Start Dataset content

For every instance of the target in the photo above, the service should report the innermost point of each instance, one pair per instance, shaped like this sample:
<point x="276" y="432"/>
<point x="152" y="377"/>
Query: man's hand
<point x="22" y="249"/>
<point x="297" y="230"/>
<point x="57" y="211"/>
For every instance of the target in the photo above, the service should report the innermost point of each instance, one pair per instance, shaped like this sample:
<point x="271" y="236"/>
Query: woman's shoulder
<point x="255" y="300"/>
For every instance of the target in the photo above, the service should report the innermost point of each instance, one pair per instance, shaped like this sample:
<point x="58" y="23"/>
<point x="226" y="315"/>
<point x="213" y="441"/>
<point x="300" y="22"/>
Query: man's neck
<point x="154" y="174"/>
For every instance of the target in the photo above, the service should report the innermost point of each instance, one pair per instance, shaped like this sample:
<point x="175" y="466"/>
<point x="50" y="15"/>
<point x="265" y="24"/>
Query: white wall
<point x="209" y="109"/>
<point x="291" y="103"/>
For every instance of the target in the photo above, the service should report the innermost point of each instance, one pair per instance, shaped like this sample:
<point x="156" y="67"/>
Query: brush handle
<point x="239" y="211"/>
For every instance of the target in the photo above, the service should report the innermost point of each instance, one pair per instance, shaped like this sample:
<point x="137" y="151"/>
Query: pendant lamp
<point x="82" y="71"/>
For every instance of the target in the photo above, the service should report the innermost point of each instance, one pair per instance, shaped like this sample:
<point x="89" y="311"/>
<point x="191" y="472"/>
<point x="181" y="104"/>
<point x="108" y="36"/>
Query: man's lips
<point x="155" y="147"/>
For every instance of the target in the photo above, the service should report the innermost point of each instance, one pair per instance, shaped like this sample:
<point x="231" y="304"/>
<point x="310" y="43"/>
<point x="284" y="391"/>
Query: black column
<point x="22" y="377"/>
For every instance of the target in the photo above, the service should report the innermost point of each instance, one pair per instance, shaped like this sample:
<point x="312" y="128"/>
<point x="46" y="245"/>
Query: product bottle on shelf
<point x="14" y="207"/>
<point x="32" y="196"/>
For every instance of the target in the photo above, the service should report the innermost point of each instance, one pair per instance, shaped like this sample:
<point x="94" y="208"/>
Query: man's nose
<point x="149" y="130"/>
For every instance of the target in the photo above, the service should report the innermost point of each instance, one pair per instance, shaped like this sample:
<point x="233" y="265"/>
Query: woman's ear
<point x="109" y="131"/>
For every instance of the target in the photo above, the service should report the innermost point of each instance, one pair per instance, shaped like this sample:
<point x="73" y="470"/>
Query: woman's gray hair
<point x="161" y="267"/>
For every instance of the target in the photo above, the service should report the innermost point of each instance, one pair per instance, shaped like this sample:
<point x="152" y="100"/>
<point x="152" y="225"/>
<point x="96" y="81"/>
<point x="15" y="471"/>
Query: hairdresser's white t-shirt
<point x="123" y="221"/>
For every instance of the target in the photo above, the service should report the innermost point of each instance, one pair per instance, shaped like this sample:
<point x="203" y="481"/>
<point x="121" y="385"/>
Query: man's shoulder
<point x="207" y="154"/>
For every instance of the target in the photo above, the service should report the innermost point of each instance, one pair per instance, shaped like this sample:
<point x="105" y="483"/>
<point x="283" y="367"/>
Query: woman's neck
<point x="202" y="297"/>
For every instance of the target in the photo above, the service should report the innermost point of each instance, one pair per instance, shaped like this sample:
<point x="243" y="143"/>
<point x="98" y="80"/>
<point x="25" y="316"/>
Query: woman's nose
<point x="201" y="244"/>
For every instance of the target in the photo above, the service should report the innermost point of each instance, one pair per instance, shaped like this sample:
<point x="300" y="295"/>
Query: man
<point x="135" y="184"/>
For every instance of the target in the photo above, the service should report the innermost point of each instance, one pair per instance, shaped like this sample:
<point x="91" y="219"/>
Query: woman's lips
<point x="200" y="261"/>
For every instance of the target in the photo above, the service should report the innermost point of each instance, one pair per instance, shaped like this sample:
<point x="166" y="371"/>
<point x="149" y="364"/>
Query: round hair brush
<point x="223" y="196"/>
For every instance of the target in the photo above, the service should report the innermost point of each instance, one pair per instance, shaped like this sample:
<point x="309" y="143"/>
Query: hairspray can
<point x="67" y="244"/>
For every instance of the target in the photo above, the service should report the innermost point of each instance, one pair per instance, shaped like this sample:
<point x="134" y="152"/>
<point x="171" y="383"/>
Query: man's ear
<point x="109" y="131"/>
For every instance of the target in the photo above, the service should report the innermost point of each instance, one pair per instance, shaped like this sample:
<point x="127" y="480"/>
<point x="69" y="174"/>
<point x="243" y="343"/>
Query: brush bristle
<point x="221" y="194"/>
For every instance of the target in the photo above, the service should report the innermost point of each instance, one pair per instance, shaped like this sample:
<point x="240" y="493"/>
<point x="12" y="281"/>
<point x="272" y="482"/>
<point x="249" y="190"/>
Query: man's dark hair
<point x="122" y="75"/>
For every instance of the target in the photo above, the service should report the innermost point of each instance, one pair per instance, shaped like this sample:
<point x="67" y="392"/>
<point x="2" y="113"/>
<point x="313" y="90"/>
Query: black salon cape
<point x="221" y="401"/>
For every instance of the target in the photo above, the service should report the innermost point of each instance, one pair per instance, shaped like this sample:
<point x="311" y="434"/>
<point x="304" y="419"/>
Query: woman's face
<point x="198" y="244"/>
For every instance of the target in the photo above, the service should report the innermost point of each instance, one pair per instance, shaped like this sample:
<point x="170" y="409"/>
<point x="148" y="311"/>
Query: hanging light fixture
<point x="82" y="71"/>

End Dataset content

Task goal — Nothing should be left out: repeat all of the data exactly.

Complete answer —
For every instance of the target in the photo above, the service should report the innermost point of each instance, one pair per instance, shaped like this sample:
<point x="276" y="432"/>
<point x="152" y="377"/>
Query: man's hand
<point x="22" y="249"/>
<point x="297" y="230"/>
<point x="57" y="211"/>
For every instance of the target in the photo above, the service should report the innermost point of each instance, one pair per instance, shaped like this sample:
<point x="271" y="236"/>
Query: woman's shoulder
<point x="255" y="300"/>
For every instance of the target in the photo above, the service should report the innermost point of each instance, one pair per instance, shaped like this sample:
<point x="58" y="23"/>
<point x="226" y="315"/>
<point x="213" y="441"/>
<point x="300" y="22"/>
Query: man's neck
<point x="154" y="174"/>
For every instance of the target in the photo above, the service should report the innermost point of each instance, one pair per instance, shaped like this sample:
<point x="175" y="466"/>
<point x="50" y="15"/>
<point x="265" y="24"/>
Query: white wall
<point x="209" y="109"/>
<point x="291" y="103"/>
For every instance of the target in the photo above, the service should report the innermost point of each instance, one pair per instance, shaped like this sample:
<point x="156" y="67"/>
Query: brush handle
<point x="239" y="211"/>
For every instance of the target in the photo above, the service should report the innermost point of each instance, one pair per instance, shaped like this sample:
<point x="137" y="151"/>
Query: pendant lamp
<point x="82" y="71"/>
For every instance of the target in the photo above, the service should report the innermost point of each instance, one pair per instance, shaped like this sample:
<point x="89" y="311"/>
<point x="191" y="472"/>
<point x="181" y="104"/>
<point x="108" y="36"/>
Query: man's lips
<point x="155" y="147"/>
For every instance of the target in the photo above, the service should report the innermost point of each instance, one pair per instance, shaped like this sample:
<point x="231" y="304"/>
<point x="310" y="43"/>
<point x="284" y="391"/>
Query: black column
<point x="22" y="377"/>
For every instance of the target in the photo above, the service should report the innermost point of each instance, one pair per instance, shaped like this sample:
<point x="312" y="128"/>
<point x="46" y="245"/>
Query: product bottle on shelf
<point x="14" y="207"/>
<point x="32" y="196"/>
For every instance of the target in the photo above, the service should report the innermost point of each instance, one pair per instance, shaped like this sample:
<point x="94" y="208"/>
Query: man's nose
<point x="149" y="130"/>
For every instance of the target in the photo above, the service should report the innermost point of each instance, one pair per instance, shaped like this sample:
<point x="233" y="265"/>
Query: woman's ear
<point x="109" y="131"/>
For every instance of the target in the photo above, the service should report the innermost point of each instance, one pair per instance, shaped like this sample:
<point x="73" y="470"/>
Query: woman's gray hair
<point x="161" y="267"/>
For every instance of the target in the photo above, the service should report the innermost point of each instance, one pair per instance, shaped like this sample:
<point x="152" y="100"/>
<point x="152" y="225"/>
<point x="96" y="81"/>
<point x="15" y="471"/>
Query: hairdresser's white t-shirt
<point x="123" y="221"/>
For every instance of the target in the photo above, the service should report the innermost point of each instance, one pair per instance, shaped like this sample:
<point x="203" y="481"/>
<point x="121" y="385"/>
Query: man's shoulder
<point x="207" y="154"/>
For every instance of the target in the photo above, the service should report the innermost point of each instance, one pair per instance, shaped like this sample:
<point x="105" y="483"/>
<point x="283" y="367"/>
Query: woman's neck
<point x="202" y="297"/>
For every instance of the target in the photo above, the service should report the innermost point of each instance, one pair per instance, shaped like this sample:
<point x="243" y="143"/>
<point x="98" y="80"/>
<point x="25" y="316"/>
Query: woman's nose
<point x="201" y="244"/>
For every instance of the target in the photo above, the service should report the innermost point of each instance, one pair per instance, shaped like this sample:
<point x="300" y="295"/>
Query: man
<point x="135" y="184"/>
For every instance of the target in the photo above, the service should report the innermost point of each instance, one pair per instance, shaped like this sample:
<point x="91" y="219"/>
Query: woman's lips
<point x="200" y="261"/>
For every instance of the target in the photo above, the service should report the innermost point of each instance, one pair per instance, shaped like this sample:
<point x="166" y="371"/>
<point x="149" y="364"/>
Query: round hair brush
<point x="223" y="196"/>
For every instance of the target in the photo above, the service should report the innermost point of each instance, one pair per instance, shaped like this sample:
<point x="309" y="143"/>
Query: hairspray can
<point x="67" y="244"/>
For every instance of the target in the photo above, the service should report the innermost point of each instance, one pair per instance, shaped like this sample:
<point x="134" y="152"/>
<point x="171" y="383"/>
Query: man's ear
<point x="109" y="131"/>
For every instance of the target in the photo above, the service should report the innermost point of each instance, one pair per instance, shaped like this sample:
<point x="127" y="480"/>
<point x="69" y="174"/>
<point x="243" y="343"/>
Query: brush bristle
<point x="221" y="194"/>
For every instance of the target in the photo above, the service should report the innermost point of each instance, one pair per instance, shaped like this sample:
<point x="240" y="493"/>
<point x="12" y="281"/>
<point x="272" y="482"/>
<point x="249" y="190"/>
Query: man's dark hair
<point x="122" y="75"/>
For every instance of the target in the photo above, the service should report the innermost point of each instance, one pair per instance, shaped like this sample:
<point x="67" y="392"/>
<point x="2" y="113"/>
<point x="313" y="90"/>
Query: black salon cape
<point x="221" y="401"/>
For every instance of the target in the photo above, the service should report the innermost point of each instance, one pair per instance, shaped like this sample:
<point x="311" y="434"/>
<point x="304" y="419"/>
Query: woman's face
<point x="198" y="244"/>
For every instance of the target in the photo above, the service should report the innermost point of each instance, one pair per instance, shaped like this sample:
<point x="170" y="409"/>
<point x="148" y="311"/>
Query: hanging light fixture
<point x="82" y="71"/>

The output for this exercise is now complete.